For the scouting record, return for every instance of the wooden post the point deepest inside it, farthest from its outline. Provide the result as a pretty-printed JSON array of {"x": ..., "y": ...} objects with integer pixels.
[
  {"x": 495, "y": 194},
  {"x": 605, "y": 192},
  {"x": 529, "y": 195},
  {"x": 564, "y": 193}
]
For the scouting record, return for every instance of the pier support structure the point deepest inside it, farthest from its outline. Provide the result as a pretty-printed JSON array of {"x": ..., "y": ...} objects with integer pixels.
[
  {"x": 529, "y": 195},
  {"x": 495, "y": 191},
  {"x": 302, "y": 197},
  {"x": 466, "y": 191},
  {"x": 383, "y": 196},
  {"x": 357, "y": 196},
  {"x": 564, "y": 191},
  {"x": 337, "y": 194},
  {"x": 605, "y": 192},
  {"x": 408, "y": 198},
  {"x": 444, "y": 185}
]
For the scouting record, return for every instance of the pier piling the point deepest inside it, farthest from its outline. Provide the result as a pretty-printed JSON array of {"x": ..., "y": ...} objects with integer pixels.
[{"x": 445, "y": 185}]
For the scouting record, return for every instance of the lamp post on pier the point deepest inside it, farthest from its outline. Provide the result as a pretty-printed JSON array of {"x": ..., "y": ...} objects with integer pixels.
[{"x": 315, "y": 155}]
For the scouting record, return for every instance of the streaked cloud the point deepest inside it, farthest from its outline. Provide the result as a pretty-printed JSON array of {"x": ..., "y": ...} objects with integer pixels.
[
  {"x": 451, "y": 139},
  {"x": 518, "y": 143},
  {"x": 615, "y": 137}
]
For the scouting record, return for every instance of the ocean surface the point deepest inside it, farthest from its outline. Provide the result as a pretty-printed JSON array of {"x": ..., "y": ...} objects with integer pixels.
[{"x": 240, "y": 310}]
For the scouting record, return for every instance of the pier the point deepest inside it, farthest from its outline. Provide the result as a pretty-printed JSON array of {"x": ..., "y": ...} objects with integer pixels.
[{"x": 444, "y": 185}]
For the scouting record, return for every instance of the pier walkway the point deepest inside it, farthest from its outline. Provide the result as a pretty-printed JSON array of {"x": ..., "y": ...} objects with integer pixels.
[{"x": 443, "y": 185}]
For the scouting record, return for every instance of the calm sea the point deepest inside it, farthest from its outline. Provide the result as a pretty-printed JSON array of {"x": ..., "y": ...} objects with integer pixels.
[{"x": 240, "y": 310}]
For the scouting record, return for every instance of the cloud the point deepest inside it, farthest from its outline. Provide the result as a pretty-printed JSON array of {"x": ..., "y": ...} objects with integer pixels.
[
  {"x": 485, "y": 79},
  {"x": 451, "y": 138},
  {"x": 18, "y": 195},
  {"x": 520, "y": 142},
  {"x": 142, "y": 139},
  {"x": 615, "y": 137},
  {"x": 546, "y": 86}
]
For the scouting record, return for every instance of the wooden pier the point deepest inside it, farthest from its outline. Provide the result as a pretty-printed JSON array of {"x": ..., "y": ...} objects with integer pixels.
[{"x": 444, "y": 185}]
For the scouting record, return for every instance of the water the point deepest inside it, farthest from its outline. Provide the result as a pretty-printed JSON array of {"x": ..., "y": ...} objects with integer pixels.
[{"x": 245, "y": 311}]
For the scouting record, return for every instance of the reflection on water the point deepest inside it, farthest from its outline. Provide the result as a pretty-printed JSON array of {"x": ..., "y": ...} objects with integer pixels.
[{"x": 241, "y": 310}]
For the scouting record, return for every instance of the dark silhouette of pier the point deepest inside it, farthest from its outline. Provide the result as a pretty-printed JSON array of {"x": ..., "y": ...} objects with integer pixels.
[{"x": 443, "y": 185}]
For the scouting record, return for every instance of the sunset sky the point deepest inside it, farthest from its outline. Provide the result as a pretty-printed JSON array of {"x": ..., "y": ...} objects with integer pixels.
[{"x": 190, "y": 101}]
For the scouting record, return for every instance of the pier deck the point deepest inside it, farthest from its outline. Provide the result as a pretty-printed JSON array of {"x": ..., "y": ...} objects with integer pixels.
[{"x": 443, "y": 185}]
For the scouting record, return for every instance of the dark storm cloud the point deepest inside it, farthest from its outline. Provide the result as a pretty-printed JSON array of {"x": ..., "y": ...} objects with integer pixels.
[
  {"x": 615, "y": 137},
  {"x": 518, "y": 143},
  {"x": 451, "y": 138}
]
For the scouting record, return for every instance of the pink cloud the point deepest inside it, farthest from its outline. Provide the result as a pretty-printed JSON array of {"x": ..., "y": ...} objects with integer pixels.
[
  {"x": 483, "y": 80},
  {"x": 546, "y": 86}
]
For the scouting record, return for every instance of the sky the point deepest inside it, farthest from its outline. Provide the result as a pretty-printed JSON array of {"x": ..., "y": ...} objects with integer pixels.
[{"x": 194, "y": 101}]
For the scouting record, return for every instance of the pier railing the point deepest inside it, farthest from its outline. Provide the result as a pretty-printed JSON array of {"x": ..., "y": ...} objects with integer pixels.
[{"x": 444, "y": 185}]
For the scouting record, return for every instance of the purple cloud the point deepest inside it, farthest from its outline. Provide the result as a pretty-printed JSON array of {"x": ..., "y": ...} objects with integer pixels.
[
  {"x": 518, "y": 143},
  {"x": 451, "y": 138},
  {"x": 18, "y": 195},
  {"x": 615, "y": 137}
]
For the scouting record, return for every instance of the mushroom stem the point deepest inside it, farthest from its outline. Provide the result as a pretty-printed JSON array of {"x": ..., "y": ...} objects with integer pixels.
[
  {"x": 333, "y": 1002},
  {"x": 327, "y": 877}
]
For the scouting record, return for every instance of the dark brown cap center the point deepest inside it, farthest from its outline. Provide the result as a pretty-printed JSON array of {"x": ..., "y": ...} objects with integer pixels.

**WHAT THE TASK REQUIRES:** Take the listing above and set it down exactly.

**ANSWER TO THE TASK:**
For the scouting record, return for every instance of the wooden post the point deepest inside it, farthest from its outline. Provide the result as a pretty-printed JSON array of {"x": ..., "y": ...} objects with integer pixels.
[
  {"x": 495, "y": 194},
  {"x": 605, "y": 192},
  {"x": 529, "y": 195},
  {"x": 564, "y": 193}
]
For the scouting record, return for every instance of the pier support structure the point deepest inside it, farthest from its outline. Provide the result as a pretty-printed JSON array of {"x": ..., "y": ...} objects with integer pixels.
[
  {"x": 529, "y": 195},
  {"x": 495, "y": 191},
  {"x": 302, "y": 197},
  {"x": 466, "y": 191},
  {"x": 383, "y": 196},
  {"x": 357, "y": 196},
  {"x": 564, "y": 191},
  {"x": 337, "y": 194},
  {"x": 605, "y": 192},
  {"x": 408, "y": 198},
  {"x": 444, "y": 185}
]
For the scouting record, return for every instance of the pier piling the point deepest inside it, farthest from its outline. Provide the result as a pretty-printed JSON array of {"x": ..., "y": ...} objects with integer pixels.
[{"x": 445, "y": 185}]
For the scouting record, return for every instance of the lamp post on pier the point deepest inside it, farthest from its outline. Provide the result as a pretty-printed JSON array of {"x": ..., "y": ...} objects with integer pixels.
[{"x": 315, "y": 155}]
For the scouting record, return for every instance of the streaked cloud the point deepest inside it, farthest from its outline. Provide the result as a pretty-printed JSON array of {"x": ..., "y": ...} objects with integer pixels.
[
  {"x": 451, "y": 139},
  {"x": 518, "y": 143},
  {"x": 615, "y": 137}
]
For the scouting record, return for every instance of the ocean surface the point deepest inside it, farthest from its outline. Provide the result as a pretty-printed JSON array of {"x": ..., "y": ...} objects with integer pixels.
[{"x": 240, "y": 310}]
For the scouting record, return for every instance of the pier the point deepest inside it, farthest from its outline. Provide the result as a pretty-printed JSON array of {"x": ..., "y": ...} objects with integer pixels.
[{"x": 444, "y": 185}]
For the scouting record, return for every instance of the pier walkway the point deepest inside it, farthest from its outline. Provide the result as a pretty-printed JSON array of {"x": ..., "y": ...} objects with integer pixels.
[{"x": 443, "y": 185}]
For the scouting record, return for every instance of the calm sea the point deepest inside it, farthest from its outline. Provide the result as a pretty-printed JSON array of {"x": ..., "y": ...} objects with integer pixels.
[{"x": 240, "y": 310}]
For the scouting record, return for every instance of the cloud the point deepest inside it, farthest from its outline. Provide the result as a pretty-printed JSON array of {"x": ..., "y": ...} objects with integer pixels.
[
  {"x": 485, "y": 79},
  {"x": 451, "y": 138},
  {"x": 18, "y": 195},
  {"x": 520, "y": 142},
  {"x": 142, "y": 139},
  {"x": 615, "y": 137},
  {"x": 546, "y": 86}
]
For the scouting record, return for every instance of the wooden pier the point deepest inside it, farthest from its outline. Provide the result as a pretty-printed JSON array of {"x": ..., "y": ...} objects with integer pixels.
[{"x": 444, "y": 185}]
For the scouting record, return for every instance of the water the point deepest inside it, farthest from its outline. Provide the result as a pretty-printed JSON array of {"x": ..., "y": ...} objects with integer pixels.
[{"x": 245, "y": 311}]
For the scouting record, return for every instance of the reflection on water the point deepest inside it, farthest from its outline. Provide the result as a pretty-printed JSON array of {"x": ..., "y": ...} objects with integer pixels.
[{"x": 241, "y": 310}]
For the scouting record, return for every instance of the dark silhouette of pier the point deepest inside it, farthest from its outline. Provide the result as a pretty-printed JSON array of {"x": ..., "y": ...} objects with integer pixels.
[{"x": 443, "y": 185}]
For the scouting record, return for every instance of the sunset sky the point deepest inside it, farthest from its outline. Provide the result as a pretty-printed JSON array of {"x": ..., "y": ...} objects with integer pixels.
[{"x": 190, "y": 101}]
For the scouting record, return for every instance of the pier deck the point deepest inside it, farthest from its outline. Provide the result as a pretty-printed JSON array of {"x": ..., "y": ...} objects with integer pixels.
[{"x": 443, "y": 185}]
For the scouting record, return for every instance of the dark storm cloud the point deepest inside it, farthest from its outline. Provide the result as a pretty-printed JSON array of {"x": ..., "y": ...} objects with integer pixels.
[
  {"x": 615, "y": 137},
  {"x": 518, "y": 143},
  {"x": 451, "y": 138}
]
For the scouting record, return for every instance of the pink cloud the point deepest inside it, farthest from its outline. Provide the result as a pretty-printed JSON array of {"x": ..., "y": ...} objects with integer pixels.
[
  {"x": 483, "y": 80},
  {"x": 546, "y": 86}
]
For the scouting record, return for every instance of the sky the point deepest inside it, farthest from its outline. Provide the result as a pretty-printed JSON array of {"x": ..., "y": ...} objects with integer pixels.
[{"x": 194, "y": 101}]
For the scouting record, return for every instance of the pier railing the point deepest inside it, farthest from its outline. Provide the result as a pretty-printed JSON array of {"x": ..., "y": ...} objects with integer pixels.
[{"x": 444, "y": 185}]
For the scouting record, return for every instance of the purple cloud the point deepest inside it, farthest from its outline. Provide the result as a pretty-printed JSON array of {"x": ..., "y": ...} objects with integer pixels.
[
  {"x": 518, "y": 143},
  {"x": 451, "y": 138},
  {"x": 18, "y": 195},
  {"x": 615, "y": 137}
]
For the scouting record, return for every instance of the mushroom stem the point deepest inside it, farthest from its outline. Provide the result as a pretty-printed JSON array of {"x": ..., "y": ...} objects with integer pixels.
[
  {"x": 333, "y": 1002},
  {"x": 327, "y": 877}
]
For the scouting record, return for every instance of the dark brown cap center the point deepest inside it, farthest from its outline. Provide the result as a pretty-printed JSON array of {"x": ..., "y": ...} objects with integer pixels.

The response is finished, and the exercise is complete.